»»

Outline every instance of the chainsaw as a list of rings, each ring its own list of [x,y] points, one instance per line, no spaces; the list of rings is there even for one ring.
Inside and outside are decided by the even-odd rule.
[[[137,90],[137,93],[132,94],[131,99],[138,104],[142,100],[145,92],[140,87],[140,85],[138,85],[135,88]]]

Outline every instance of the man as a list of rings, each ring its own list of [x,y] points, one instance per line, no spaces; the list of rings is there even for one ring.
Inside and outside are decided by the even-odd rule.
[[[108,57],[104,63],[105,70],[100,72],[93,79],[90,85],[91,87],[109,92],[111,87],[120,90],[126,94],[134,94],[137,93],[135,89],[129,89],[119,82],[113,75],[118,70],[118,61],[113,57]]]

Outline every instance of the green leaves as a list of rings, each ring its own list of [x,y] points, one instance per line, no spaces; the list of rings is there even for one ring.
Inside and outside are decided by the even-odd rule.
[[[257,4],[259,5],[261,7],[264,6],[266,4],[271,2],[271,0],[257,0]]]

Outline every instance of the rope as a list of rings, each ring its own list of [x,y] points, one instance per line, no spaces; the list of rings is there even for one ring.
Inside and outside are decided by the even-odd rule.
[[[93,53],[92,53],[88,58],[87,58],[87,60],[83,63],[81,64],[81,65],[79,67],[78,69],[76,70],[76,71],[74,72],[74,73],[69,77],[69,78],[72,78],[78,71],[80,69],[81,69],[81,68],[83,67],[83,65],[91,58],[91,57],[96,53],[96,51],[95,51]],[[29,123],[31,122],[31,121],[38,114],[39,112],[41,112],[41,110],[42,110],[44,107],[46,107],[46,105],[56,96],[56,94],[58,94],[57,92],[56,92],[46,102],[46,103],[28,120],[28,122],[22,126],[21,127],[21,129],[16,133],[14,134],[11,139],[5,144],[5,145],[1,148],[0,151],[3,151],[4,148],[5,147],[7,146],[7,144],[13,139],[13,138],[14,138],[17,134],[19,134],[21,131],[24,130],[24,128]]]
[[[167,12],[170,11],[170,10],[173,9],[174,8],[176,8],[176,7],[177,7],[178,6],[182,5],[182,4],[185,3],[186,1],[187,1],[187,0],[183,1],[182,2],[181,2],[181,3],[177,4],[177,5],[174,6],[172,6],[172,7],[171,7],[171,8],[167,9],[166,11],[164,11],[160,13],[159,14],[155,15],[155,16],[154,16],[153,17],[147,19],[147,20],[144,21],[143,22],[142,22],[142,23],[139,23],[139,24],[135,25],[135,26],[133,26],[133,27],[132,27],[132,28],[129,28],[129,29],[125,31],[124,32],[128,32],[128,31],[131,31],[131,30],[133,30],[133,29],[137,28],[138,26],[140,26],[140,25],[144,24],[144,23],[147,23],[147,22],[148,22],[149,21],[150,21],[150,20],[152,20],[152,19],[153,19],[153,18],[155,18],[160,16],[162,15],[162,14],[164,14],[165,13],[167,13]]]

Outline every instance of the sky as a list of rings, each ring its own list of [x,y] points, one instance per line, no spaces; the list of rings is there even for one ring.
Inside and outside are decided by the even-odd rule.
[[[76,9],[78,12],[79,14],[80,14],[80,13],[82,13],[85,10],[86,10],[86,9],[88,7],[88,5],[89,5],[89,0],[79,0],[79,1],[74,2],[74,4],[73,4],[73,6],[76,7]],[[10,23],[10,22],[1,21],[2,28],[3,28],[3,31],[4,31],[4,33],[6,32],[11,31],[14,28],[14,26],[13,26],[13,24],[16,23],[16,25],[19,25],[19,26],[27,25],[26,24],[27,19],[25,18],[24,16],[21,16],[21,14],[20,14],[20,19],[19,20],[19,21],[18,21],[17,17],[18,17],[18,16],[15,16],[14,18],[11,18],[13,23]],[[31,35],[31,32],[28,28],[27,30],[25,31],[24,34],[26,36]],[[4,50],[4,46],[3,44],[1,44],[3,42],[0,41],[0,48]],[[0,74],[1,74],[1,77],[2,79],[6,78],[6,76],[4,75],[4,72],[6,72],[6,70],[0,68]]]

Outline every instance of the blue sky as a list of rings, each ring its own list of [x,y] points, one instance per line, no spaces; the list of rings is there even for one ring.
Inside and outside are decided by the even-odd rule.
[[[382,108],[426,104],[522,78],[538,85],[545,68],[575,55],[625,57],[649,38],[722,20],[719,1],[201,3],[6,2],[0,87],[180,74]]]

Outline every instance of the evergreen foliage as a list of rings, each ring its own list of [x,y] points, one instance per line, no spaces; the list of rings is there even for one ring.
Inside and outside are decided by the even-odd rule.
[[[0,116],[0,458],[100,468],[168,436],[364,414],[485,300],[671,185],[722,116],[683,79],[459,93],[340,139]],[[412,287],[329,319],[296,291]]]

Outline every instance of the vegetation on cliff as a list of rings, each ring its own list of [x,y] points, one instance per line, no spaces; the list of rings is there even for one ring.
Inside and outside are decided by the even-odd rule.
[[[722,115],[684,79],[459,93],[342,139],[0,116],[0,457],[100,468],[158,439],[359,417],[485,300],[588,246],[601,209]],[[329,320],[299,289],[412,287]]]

««

> **Challenge**
Rescale the material starting at the line that contains "Outline every instance of the vegetation" and ending at the end of the material, keeping the requests as they are and multiplying every coordinate in the answers by 2.4, rounded to whole numbers with halves rounded up.

> **Final result**
Outline every instance of the vegetation on cliff as a list of rings, each ring its own list of [x,y] points, one instance per line, no spaces; the list of rings is there even for one ring.
Inside and outside are decided by the even-odd rule.
[[[1733,276],[1642,190],[1102,223],[821,334],[0,278],[0,1097],[240,1123],[379,1054],[862,1001],[1164,720],[1411,590],[1442,502]],[[790,768],[718,694],[989,689]]]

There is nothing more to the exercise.